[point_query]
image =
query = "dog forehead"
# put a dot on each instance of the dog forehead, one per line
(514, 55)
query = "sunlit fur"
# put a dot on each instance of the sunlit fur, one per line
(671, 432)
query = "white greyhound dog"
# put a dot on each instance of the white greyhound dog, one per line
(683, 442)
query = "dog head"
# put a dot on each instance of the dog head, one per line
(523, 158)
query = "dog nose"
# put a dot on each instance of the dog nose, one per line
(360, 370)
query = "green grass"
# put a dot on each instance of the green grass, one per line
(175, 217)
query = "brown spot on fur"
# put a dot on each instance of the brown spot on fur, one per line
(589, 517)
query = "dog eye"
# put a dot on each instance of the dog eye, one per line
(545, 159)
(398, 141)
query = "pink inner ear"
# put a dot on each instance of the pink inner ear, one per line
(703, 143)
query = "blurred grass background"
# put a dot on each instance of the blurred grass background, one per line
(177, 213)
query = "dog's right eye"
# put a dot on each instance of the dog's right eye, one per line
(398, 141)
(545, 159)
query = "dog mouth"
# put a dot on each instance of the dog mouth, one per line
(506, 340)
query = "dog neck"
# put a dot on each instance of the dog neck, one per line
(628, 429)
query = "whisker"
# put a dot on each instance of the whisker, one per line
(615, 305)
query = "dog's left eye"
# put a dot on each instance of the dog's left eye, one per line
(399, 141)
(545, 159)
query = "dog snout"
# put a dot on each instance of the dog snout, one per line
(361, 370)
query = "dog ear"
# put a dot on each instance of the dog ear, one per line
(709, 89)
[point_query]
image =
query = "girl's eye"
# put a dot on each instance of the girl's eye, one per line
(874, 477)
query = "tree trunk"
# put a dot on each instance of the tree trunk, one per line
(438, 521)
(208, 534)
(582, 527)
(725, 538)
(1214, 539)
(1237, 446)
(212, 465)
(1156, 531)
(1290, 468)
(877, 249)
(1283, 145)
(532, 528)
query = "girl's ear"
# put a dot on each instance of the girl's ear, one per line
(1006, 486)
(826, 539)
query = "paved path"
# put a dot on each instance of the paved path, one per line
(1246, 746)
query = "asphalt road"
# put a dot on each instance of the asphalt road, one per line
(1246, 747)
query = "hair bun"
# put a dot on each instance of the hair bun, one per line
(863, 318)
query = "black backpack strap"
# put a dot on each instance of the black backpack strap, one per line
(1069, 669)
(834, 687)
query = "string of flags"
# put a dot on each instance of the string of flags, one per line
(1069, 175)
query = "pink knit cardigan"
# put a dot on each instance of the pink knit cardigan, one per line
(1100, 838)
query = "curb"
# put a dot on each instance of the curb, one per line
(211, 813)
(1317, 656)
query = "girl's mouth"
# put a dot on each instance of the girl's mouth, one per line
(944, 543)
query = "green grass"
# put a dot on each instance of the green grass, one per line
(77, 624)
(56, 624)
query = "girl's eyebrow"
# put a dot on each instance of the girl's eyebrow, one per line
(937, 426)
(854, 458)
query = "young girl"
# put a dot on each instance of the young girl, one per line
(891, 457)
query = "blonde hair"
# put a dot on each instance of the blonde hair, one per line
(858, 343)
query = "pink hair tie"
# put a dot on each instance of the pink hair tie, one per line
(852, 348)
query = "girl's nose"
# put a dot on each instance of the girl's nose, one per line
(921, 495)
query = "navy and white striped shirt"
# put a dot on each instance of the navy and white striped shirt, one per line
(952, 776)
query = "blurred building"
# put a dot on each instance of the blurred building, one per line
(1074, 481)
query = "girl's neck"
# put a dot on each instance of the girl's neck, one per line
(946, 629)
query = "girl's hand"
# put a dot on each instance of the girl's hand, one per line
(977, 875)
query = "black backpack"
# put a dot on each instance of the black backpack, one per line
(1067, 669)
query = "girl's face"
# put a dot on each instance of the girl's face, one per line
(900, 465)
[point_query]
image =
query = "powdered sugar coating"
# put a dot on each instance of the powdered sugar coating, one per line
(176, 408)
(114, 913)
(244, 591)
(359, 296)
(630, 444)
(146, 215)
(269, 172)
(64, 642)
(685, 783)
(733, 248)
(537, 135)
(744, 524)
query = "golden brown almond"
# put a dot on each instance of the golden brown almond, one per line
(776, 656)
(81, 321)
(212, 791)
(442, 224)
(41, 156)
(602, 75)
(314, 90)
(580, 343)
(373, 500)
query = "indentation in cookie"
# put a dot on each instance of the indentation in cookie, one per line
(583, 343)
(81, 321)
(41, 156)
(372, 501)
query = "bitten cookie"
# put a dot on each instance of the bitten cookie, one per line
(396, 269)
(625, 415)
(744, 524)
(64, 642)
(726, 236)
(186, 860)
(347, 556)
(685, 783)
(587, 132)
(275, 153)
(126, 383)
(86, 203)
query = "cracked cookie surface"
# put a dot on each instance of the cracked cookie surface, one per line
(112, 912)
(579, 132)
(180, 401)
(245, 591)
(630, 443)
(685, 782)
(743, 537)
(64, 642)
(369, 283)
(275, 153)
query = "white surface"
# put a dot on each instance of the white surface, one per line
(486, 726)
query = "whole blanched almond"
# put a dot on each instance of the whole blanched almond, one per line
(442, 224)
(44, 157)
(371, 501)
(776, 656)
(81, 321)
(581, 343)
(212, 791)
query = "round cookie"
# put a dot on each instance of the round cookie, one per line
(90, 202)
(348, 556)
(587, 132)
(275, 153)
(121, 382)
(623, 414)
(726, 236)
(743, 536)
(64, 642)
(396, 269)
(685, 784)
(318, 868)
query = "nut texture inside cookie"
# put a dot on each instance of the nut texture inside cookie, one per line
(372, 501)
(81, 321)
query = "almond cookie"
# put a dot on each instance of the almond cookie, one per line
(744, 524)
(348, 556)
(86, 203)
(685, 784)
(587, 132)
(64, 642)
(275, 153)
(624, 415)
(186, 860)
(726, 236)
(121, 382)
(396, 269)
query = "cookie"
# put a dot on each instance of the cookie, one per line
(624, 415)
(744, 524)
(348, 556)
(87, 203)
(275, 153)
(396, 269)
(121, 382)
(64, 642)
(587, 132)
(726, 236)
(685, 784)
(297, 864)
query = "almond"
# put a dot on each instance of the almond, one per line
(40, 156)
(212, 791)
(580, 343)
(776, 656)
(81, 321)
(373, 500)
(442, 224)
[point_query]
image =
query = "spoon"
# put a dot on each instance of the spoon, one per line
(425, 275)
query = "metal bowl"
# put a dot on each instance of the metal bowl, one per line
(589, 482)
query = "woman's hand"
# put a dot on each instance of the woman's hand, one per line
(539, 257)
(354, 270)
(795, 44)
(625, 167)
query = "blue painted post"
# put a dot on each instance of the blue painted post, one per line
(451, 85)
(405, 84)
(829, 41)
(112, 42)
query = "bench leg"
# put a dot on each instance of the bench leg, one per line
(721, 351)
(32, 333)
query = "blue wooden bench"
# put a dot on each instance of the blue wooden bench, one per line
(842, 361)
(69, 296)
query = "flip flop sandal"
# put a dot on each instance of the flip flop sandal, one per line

• PROBLEM TO SOLVE
Rewrite all of the rows above, replacing each occurrence of "put a dot on" with "place a point on" and leaving everything else untouched.

• RESPONSE
[point_query]
image =
query = "dog forehead"
# place a point on each instance of the dog forehead, one per line
(514, 55)
query = "sunlit fur"
# place a point on each instance of the sunlit fur, one per line
(671, 432)
query = "white greyhound dog"
# place a point on each instance of the white greyhound dog, one per line
(683, 442)
query = "dog head"
# place a point on each instance of the dog head, one per line
(523, 158)
query = "dog nose"
# place a point on each instance of the dog nose, one per line
(360, 370)
query = "green grass"
# place a point on each instance of the green grass, one per line
(175, 217)
query = "brown spot on fur"
# place a point on each instance of the brown spot on fur, one per line
(589, 517)
query = "dog eye"
# place a point on each instance of the dog eye, one per line
(545, 159)
(398, 141)
query = "pink inner ear"
# place a point on each instance of the pink inner ear, one per line
(703, 143)
query = "blurred grass background"
# place a point on each instance of the blurred grass background, one per line
(177, 213)
query = "dog's right eye"
# place a point on each instance of the dog's right eye, one per line
(398, 141)
(545, 159)
query = "dog mouth"
# place a point on each instance of the dog mouth, one per line
(506, 340)
query = "dog neck"
# place a point on each instance of the dog neck, one per line
(628, 429)
query = "whisker"
# place a point on each instance of the whisker, one per line
(615, 305)
query = "dog's left eye"
# place a point on each instance of the dog's left eye, one per line
(399, 141)
(545, 159)
query = "dog snout"
# place a point on each instance of the dog snout, one per line
(361, 370)
query = "dog ear"
# place a point on each instance of the dog ear, one per line
(709, 89)
[point_query]
image =
query = "girl's eye"
# place a point on each instance of the girl's eye, one per line
(874, 477)
query = "tree trunk"
# place a point on each instance of the tree trunk, one per line
(438, 521)
(208, 534)
(582, 527)
(725, 538)
(1214, 539)
(1237, 446)
(212, 465)
(1156, 531)
(1290, 468)
(877, 249)
(1283, 145)
(532, 528)
query = "girl's ear"
# place a point on each instance of the girl's ear, one per line
(1006, 486)
(826, 539)
query = "paved path"
# place a point on each instance of the paved path, one per line
(1246, 746)
query = "asphalt road"
# place a point on each instance of the asphalt road, one per line
(1246, 747)
query = "hair bun"
# place a point on each instance of the hair bun, one per line
(863, 318)
query = "black backpack strap"
# place a point on each instance of the black backpack strap, one per line
(1069, 669)
(834, 687)
query = "string of flags"
# place a point on each instance of the string of flags, one per line
(1069, 175)
query = "pink knit cardigan"
# place a point on each instance of the pink knit cardigan, one per line
(1100, 838)
query = "curb"
# place a point on each instance of the curb, one per line
(211, 813)
(1317, 656)
query = "girl's mouth"
# place a point on each instance of the girl's mouth, one per line
(944, 543)
query = "green grass"
# place a point on each instance of the green grass, one per line
(77, 624)
(56, 624)
query = "girl's eyebrow"
# place a point on each instance of the girl's eyebrow, one per line
(937, 426)
(854, 458)
query = "young girl"
# place a point on each instance of the young girl, one per line
(891, 457)
query = "blonde hair"
# place a point on each instance of the blonde hair, one per line
(858, 343)
query = "pink hair tie"
# place a point on each instance of the pink hair tie, one per line
(852, 348)
query = "girl's nose"
# place a point on each instance of the girl's nose, one per line
(921, 495)
query = "navy and white striped shirt"
# place a point on each instance of the navy and white striped shirt, one per line
(952, 776)
query = "blurred building"
# place a point on each instance of the blurred building, one per line
(1074, 481)
query = "girl's neck"
# place a point on each instance of the girl's neck, one per line
(946, 629)
query = "girl's hand"
# place a point on each instance of the girl's hand, one per line
(977, 875)
query = "black backpack"
# place a point on each instance of the black backpack, one per line
(1067, 669)
query = "girl's face"
# place a point on each instance of the girl's face, one per line
(900, 465)
[point_query]
image =
query = "powdered sugar coating"
# place a point on each instance of the powdered sugar coating, one per line
(176, 408)
(114, 913)
(244, 591)
(359, 296)
(630, 444)
(146, 215)
(269, 172)
(64, 642)
(685, 783)
(733, 248)
(537, 135)
(744, 524)
query = "golden brown almond"
# place a point on each instance of the golden brown almond, one per line
(776, 656)
(81, 321)
(212, 791)
(442, 224)
(41, 156)
(602, 75)
(314, 90)
(580, 343)
(373, 500)
query = "indentation in cookie"
# place a point on each instance of the indentation in cookie, one per line
(583, 343)
(81, 321)
(41, 156)
(372, 501)
query = "bitten cookie"
# place a point on each instance of the bitten cookie, one per line
(396, 269)
(625, 415)
(744, 524)
(64, 642)
(726, 236)
(186, 860)
(347, 556)
(685, 783)
(587, 132)
(275, 153)
(126, 383)
(86, 203)
query = "cracked cookie surface"
# place a point on each instance of the cracked cookie surface, one per line
(112, 912)
(579, 132)
(180, 401)
(245, 591)
(630, 443)
(685, 782)
(743, 537)
(64, 642)
(369, 283)
(275, 153)
query = "white surface"
# place a point on each instance of the white surface, one per line
(486, 726)
query = "whole blanched almond"
# place a point on each instance of the whole blanched almond, one per line
(442, 224)
(44, 157)
(371, 501)
(776, 656)
(81, 321)
(581, 343)
(212, 791)
query = "round cookie"
# place a point on each instance of the round cookie, one per line
(90, 202)
(348, 556)
(587, 132)
(275, 153)
(121, 382)
(623, 414)
(726, 236)
(743, 536)
(64, 642)
(396, 269)
(685, 784)
(318, 868)
query = "nut texture inside cookie"
# place a point on each instance of the nut texture inside cookie, one per line
(372, 501)
(81, 321)
query = "almond cookie"
# place a point on each instance of the almond cookie, one per line
(744, 524)
(348, 556)
(86, 203)
(685, 784)
(587, 132)
(64, 642)
(275, 153)
(624, 415)
(186, 860)
(726, 236)
(121, 382)
(396, 269)
query = "cookie"
# place a point on each instance of the cookie, one per line
(624, 415)
(744, 524)
(348, 556)
(87, 203)
(275, 153)
(396, 269)
(121, 382)
(64, 642)
(587, 132)
(726, 236)
(685, 784)
(297, 864)
query = "almond"
# place a point on each instance of the almond, one per line
(40, 156)
(212, 791)
(580, 343)
(776, 656)
(81, 321)
(373, 500)
(442, 224)
[point_query]
image =
query = "spoon"
# place a point on each instance of the spoon, one per line
(425, 275)
query = "metal bowl"
# place a point on each instance of the metal bowl, one per line
(589, 482)
query = "woman's hand"
# place a point on each instance of the woman's hand, one per line
(539, 257)
(354, 270)
(795, 44)
(625, 167)
query = "blue painted post"
# place a point on each instance of the blue painted post, one per line
(451, 85)
(405, 84)
(829, 41)
(112, 42)
query = "bench leg"
# place a point on each instance of the bench leg, one per line
(721, 351)
(32, 333)
query = "blue wooden bench"
# place a point on each instance of the blue wooden bench, one per line
(842, 361)
(69, 296)
query = "flip flop sandal"
# place a point on each instance of the flip flop sandal, one per line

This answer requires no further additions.